▸ **ENTRADAS EXTRAÍDAS**:
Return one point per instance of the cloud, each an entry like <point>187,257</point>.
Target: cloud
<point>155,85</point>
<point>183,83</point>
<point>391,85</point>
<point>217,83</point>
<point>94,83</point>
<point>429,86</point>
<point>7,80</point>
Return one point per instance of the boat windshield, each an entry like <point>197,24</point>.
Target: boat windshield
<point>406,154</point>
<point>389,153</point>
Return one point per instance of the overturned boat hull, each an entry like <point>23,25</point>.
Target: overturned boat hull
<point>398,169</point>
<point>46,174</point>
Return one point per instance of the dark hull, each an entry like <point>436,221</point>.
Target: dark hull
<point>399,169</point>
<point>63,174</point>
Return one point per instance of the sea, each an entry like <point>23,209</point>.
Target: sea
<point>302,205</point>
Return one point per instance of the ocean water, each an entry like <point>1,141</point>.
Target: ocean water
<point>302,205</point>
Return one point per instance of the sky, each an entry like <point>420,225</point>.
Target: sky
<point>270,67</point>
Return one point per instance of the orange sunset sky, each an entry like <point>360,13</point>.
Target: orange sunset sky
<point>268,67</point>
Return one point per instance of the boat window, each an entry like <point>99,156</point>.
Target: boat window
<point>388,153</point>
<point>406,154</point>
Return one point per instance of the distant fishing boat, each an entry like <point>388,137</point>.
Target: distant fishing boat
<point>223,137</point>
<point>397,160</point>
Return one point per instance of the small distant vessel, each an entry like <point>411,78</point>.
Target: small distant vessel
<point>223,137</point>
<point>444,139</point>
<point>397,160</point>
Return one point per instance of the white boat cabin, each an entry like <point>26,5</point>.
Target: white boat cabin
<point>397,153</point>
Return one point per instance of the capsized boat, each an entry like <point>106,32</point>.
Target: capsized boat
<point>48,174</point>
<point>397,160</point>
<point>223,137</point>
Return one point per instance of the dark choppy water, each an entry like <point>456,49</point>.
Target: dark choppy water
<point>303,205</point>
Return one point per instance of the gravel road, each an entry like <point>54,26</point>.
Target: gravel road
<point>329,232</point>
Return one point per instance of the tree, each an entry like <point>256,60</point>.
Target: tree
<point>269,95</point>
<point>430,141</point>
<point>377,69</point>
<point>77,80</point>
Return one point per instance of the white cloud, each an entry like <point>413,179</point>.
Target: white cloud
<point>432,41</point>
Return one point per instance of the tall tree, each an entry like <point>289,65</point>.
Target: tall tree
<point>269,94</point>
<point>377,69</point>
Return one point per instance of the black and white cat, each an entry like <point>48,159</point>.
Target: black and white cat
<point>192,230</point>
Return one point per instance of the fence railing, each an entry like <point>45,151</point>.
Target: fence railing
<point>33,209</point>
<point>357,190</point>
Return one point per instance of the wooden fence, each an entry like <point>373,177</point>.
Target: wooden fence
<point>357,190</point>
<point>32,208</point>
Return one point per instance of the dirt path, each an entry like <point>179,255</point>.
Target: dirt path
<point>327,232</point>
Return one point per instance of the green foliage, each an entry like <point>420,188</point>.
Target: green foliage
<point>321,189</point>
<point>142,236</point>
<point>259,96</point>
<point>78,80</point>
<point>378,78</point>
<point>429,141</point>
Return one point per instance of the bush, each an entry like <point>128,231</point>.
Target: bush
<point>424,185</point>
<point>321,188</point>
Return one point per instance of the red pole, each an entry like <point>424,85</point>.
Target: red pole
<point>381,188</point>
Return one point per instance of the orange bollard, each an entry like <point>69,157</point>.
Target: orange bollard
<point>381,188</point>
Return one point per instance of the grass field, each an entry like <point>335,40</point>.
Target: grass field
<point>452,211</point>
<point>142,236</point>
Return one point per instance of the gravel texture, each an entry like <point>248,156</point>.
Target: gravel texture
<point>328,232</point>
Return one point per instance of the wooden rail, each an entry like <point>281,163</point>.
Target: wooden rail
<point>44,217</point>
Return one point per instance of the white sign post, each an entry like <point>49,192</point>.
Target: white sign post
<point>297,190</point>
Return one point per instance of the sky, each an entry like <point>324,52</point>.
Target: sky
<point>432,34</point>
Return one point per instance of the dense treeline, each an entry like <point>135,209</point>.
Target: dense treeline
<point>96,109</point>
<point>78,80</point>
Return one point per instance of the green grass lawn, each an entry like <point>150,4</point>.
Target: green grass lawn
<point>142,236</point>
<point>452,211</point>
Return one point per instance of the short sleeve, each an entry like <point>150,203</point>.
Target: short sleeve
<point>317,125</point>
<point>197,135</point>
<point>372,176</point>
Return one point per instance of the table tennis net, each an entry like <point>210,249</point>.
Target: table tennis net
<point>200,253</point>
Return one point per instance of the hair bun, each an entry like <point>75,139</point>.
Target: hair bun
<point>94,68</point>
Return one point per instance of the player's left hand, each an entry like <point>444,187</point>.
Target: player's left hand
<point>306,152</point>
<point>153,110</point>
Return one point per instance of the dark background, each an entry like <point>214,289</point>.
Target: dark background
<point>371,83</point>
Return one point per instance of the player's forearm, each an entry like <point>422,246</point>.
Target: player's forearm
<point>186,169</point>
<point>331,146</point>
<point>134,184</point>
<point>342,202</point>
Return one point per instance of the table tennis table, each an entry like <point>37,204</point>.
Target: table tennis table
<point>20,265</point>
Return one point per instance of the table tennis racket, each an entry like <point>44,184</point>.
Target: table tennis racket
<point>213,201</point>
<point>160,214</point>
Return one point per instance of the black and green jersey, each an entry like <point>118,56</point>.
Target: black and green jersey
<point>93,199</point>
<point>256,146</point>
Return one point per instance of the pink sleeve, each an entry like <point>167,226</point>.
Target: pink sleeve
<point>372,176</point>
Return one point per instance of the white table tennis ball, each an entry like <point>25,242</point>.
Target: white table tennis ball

▸ **INDICACIÓN**:
Repite, por favor, todos los datos de arriba, línea por línea y sin cambiar nada.

▸ **SOLUCIÓN DEL EJERCICIO**:
Return one point per instance of the cloud, each an entry like <point>187,257</point>.
Target: cloud
<point>155,85</point>
<point>183,83</point>
<point>391,85</point>
<point>217,83</point>
<point>94,83</point>
<point>429,86</point>
<point>7,80</point>
Return one point per instance of the boat windshield, each an entry like <point>197,24</point>.
Target: boat windshield
<point>406,154</point>
<point>389,153</point>
Return one point per instance of the overturned boat hull, each an entry like <point>23,25</point>.
Target: overturned boat hull
<point>398,169</point>
<point>46,174</point>
Return one point per instance of the dark hull, each an entry like <point>436,221</point>.
Target: dark hull
<point>399,169</point>
<point>63,174</point>
Return one point per instance of the sea, each an entry like <point>23,209</point>.
Target: sea
<point>302,205</point>
Return one point per instance of the ocean water, each an entry like <point>1,141</point>.
Target: ocean water
<point>302,205</point>
Return one point per instance of the sky, each an entry like <point>420,225</point>.
Target: sky
<point>270,67</point>
Return one point per instance of the orange sunset sky, each an entry like <point>360,13</point>.
Target: orange sunset sky
<point>268,67</point>
Return one point per instance of the boat window, each an entry like <point>99,156</point>.
Target: boat window
<point>388,153</point>
<point>406,154</point>
Return one point per instance of the distant fishing boat, each an entry like <point>388,137</point>.
Target: distant fishing boat
<point>223,137</point>
<point>397,160</point>
Return one point per instance of the small distant vessel, each an entry like <point>411,78</point>.
Target: small distant vessel
<point>223,137</point>
<point>444,139</point>
<point>397,160</point>
Return one point per instance of the white boat cabin, each an entry like <point>26,5</point>.
Target: white boat cabin
<point>397,153</point>
Return one point per instance of the capsized boat, each an entry like <point>106,32</point>.
Target: capsized boat
<point>48,174</point>
<point>397,160</point>
<point>223,137</point>
Return one point per instance of the dark choppy water, each an entry like <point>456,49</point>.
Target: dark choppy water
<point>303,205</point>
Return one point per instance of the gravel road, each an entry like <point>54,26</point>.
Target: gravel road
<point>329,232</point>
Return one point per instance of the tree, each an entry like <point>256,60</point>.
Target: tree
<point>269,95</point>
<point>430,141</point>
<point>377,69</point>
<point>77,80</point>
Return one point per instance of the white cloud, each an entry like <point>413,179</point>.
Target: white cloud
<point>432,41</point>
Return one point per instance of the tall tree, each an entry like <point>289,65</point>.
Target: tall tree
<point>269,94</point>
<point>377,69</point>
Return one point per instance of the black and white cat, each an entry like <point>48,159</point>.
Target: black and white cat
<point>192,230</point>
Return one point per instance of the fence railing, each an entry like <point>45,151</point>.
Target: fence railing
<point>33,209</point>
<point>357,190</point>
Return one point per instance of the wooden fence, each an entry like <point>373,177</point>.
Target: wooden fence
<point>357,190</point>
<point>32,208</point>
Return one point per instance of the dirt path, each an entry like <point>179,255</point>.
Target: dirt path
<point>327,232</point>
Return one point per instance of the green foliage, each an entry like <point>420,188</point>.
Target: green foliage
<point>321,189</point>
<point>142,236</point>
<point>259,96</point>
<point>78,80</point>
<point>378,78</point>
<point>429,141</point>
Return one point per instance of the bush, each an entry like <point>128,231</point>.
Target: bush
<point>424,185</point>
<point>321,188</point>
Return one point per instance of the red pole, each an entry like <point>424,85</point>.
Target: red pole
<point>381,188</point>
Return one point per instance of the orange bollard, each an entry like <point>69,157</point>.
Target: orange bollard
<point>381,188</point>
Return one point per instance of the grass field, each an entry like <point>335,40</point>.
Target: grass field
<point>452,211</point>
<point>142,236</point>
Return one point per instance of the gravel texture, each an entry like <point>248,156</point>.
Target: gravel texture
<point>328,232</point>
Return one point per instance of the wooden rail, each an entry like <point>281,163</point>.
Target: wooden rail
<point>44,217</point>
Return one point per instance of the white sign post, each an entry like <point>49,192</point>.
Target: white sign post
<point>297,190</point>
Return one point per instance of the sky, each an entry like <point>324,52</point>.
Target: sky
<point>432,34</point>
Return one point per instance of the dense treeline, each an entry like <point>135,209</point>.
Target: dense treeline
<point>96,109</point>
<point>78,80</point>
Return one point per instance of the green grass lawn, each an entry like <point>150,4</point>.
Target: green grass lawn
<point>142,236</point>
<point>452,211</point>
Return one point per instance of the short sleeve, each an entry like <point>150,203</point>.
Target: short sleeve
<point>317,125</point>
<point>197,135</point>
<point>372,176</point>
Return one point per instance of the table tennis net, each an entry like <point>210,249</point>.
Target: table tennis net
<point>200,253</point>
Return one point per instance of the hair bun, each an entry like <point>75,139</point>.
Target: hair bun
<point>94,68</point>
Return one point per instance of the player's left hand, each an entry like <point>444,187</point>.
Target: player's left hand
<point>306,152</point>
<point>153,110</point>
Return one point per instance of the dark background, each an entry like <point>214,289</point>.
Target: dark background
<point>371,83</point>
Return one point per instance of the player's forearm, each an entry like <point>422,246</point>.
Target: player's forearm
<point>186,169</point>
<point>331,146</point>
<point>134,184</point>
<point>342,202</point>
Return one point per instance of the table tennis table, each an entry like <point>37,204</point>.
Target: table tennis table
<point>20,265</point>
Return one point per instance of the table tennis racket, each an entry like <point>44,184</point>.
Target: table tennis racket
<point>213,201</point>
<point>160,214</point>
Return one point per instance of the black and green jersey, each an entry like <point>118,56</point>.
Target: black and green jersey
<point>93,199</point>
<point>256,146</point>
Return one point per instance of the pink sleeve, each an entry like <point>167,226</point>.
Target: pink sleeve
<point>372,176</point>
Return one point per instance of the white table tennis ball, each an entry like <point>25,242</point>.
Target: white table tennis ball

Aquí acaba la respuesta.